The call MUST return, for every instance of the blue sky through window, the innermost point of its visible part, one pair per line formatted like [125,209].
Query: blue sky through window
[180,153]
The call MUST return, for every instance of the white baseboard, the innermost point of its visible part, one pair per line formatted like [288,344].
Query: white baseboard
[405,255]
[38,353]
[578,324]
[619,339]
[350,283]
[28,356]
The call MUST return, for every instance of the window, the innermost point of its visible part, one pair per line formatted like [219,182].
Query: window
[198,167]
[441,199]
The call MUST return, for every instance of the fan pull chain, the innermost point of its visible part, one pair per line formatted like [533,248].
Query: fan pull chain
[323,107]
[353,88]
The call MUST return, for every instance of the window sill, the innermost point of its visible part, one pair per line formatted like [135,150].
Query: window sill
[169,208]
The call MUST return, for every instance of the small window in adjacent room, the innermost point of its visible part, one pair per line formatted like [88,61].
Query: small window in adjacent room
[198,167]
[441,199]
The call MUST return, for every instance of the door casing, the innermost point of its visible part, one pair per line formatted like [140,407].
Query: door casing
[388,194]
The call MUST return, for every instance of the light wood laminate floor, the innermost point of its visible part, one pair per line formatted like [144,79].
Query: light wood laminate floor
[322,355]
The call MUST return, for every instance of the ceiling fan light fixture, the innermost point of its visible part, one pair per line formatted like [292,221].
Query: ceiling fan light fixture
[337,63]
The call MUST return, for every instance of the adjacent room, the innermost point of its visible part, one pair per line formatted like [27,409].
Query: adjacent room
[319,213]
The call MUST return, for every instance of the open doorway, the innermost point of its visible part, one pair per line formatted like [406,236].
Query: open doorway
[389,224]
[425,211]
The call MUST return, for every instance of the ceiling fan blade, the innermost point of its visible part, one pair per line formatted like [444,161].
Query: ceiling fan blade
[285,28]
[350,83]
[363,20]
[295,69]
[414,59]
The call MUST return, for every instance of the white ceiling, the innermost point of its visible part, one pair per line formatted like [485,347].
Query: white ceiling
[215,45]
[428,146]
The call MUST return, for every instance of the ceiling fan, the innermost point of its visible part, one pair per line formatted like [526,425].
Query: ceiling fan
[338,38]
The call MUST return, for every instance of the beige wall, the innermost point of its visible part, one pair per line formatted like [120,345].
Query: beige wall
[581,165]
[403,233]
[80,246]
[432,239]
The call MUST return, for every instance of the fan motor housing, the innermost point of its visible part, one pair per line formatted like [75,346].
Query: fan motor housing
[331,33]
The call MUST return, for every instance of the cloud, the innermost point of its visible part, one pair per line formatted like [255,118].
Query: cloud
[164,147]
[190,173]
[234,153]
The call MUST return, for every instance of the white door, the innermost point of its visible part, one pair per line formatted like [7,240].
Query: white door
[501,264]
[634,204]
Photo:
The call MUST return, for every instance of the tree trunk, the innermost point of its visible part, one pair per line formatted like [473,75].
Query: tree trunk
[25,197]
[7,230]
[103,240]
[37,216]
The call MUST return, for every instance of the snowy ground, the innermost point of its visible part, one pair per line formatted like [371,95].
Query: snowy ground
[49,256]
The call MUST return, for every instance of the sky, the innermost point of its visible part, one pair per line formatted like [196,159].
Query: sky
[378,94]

########################################

§ Exercise directions
Repeat the whole of the data above exactly, keeping every word.

§ Response
The call MUST return, for every instance of the blue sky through window, the innermost point of its visible part, one pair per line formatted like [125,209].
Query: blue sky through window
[180,153]
The call MUST return, for every instance of the white baseboard, the innermost point of its visible part, one pair per line formatted like [288,344].
Query: white baseboard
[405,255]
[38,353]
[578,324]
[619,339]
[350,283]
[28,356]
The call MUST return, for every instance of the window, the innermost point of its visible part, one pair per line formatted like [219,182].
Query: window
[198,167]
[441,199]
The call MUST return, for every instance of the fan pull chain, the innermost point of its visible part, one pair per line formatted like [533,248].
Query: fan pull chain
[323,107]
[353,88]
The call MUST return, for every instance of the window sill, the innermost point of its visible part, one pair per line formatted like [135,150].
Query: window sill
[169,208]
The call MUST return, for every instance of the small window in adjacent room, the innermost point of its visible part, one pair per line formatted like [88,61].
Query: small window in adjacent room
[198,167]
[441,199]
The call MUST return, for every instance of the door casing, the innermost point of its visible part, one pair per line formatted like [140,407].
Query: door casing
[388,194]
The call MUST return, for every instance of the light wood laminate floor, the innermost point of its visible part, one pair per line formatted like [144,79].
Query: light wood laminate floor
[322,355]
The call MUST return, for every instance of the ceiling fan light fixture, the innermost point of its visible part, one pair per line formatted like [292,221].
Query: ceiling fan light fixture
[337,63]
The call MUST return, for every instance of the adjacent room, the innermost point of its visible part, one pair per line formatted like [27,409].
Query: adjacent room
[319,213]
The call MUST return, for every instance of the open doorway, the innermost point of its visible part, one pair per line formatted like [406,236].
Query: open doorway
[389,224]
[425,211]
The call MUST return, for every instance of the ceiling fan blade, the innermost point of its visible part, one pair per line formatted like [444,161].
Query: ceiling fan blade
[285,28]
[350,83]
[363,20]
[295,69]
[414,59]
The call MUST return, for every instance of the white ceiling, the innermost point of its visible part, one pair per line formatted like [485,347].
Query: white ceiling
[215,45]
[428,146]
The call MUST return, for every instance of the ceiling fan, the innermost point of its visible part, one pair per line formatted like [526,425].
Query: ceiling fan
[338,38]
The call MUST return, for every instance of the beige wall, the innermost point of its visible part, one pair per line formatted like [120,345].
Query: beige wall
[581,165]
[403,233]
[80,246]
[432,239]
The call MUST return, for every instance of the fan motor housing, the innermost point of its visible part, one pair per line formatted like [75,346].
Query: fan motor housing
[331,33]
The call MUST return, for every instance of the cloud, the innermost point of its visible part, one pair per line formatted like [255,118].
Query: cloud
[164,147]
[190,173]
[234,153]
The call MUST return, for every instance of the white door, the innermost point of its visible part, one pair per line formatted like [7,240].
Query: white door
[501,264]
[634,204]
Photo:
The call MUST return, for every instance of the tree trunk, the innermost point of its visible part, one pair per line formatted like [473,75].
Query: tree trunk
[25,197]
[7,230]
[103,240]
[37,216]
The call MUST return, for every instance of the snowy ground, the innermost point of its visible part, one pair per line formatted like [371,95].
Query: snowy ground
[49,256]
The call MUST return, for every instance of the sky, the innermost point of its visible part, one pair per line formatted like [196,159].
Query: sky
[378,94]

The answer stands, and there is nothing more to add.